[Data excerpts]
________________________
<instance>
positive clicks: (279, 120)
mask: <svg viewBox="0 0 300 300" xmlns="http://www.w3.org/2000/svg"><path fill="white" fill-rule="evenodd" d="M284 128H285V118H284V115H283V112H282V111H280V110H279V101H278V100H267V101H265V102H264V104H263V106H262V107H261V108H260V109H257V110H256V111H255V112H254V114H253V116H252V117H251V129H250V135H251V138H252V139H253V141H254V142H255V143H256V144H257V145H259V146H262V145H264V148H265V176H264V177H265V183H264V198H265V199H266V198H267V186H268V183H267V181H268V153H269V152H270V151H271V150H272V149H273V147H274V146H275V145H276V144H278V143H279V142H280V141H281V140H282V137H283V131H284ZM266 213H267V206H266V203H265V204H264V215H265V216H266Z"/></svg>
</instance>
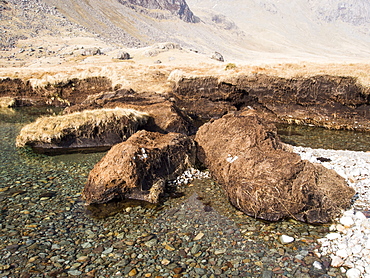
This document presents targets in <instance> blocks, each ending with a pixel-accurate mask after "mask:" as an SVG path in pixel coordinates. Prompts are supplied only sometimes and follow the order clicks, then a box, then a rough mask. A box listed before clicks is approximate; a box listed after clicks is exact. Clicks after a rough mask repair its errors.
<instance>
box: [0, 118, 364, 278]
________________________
Exercise objective:
After reading the entries above, report the number of lines that include the string "instance". Give no other text.

Written response:
4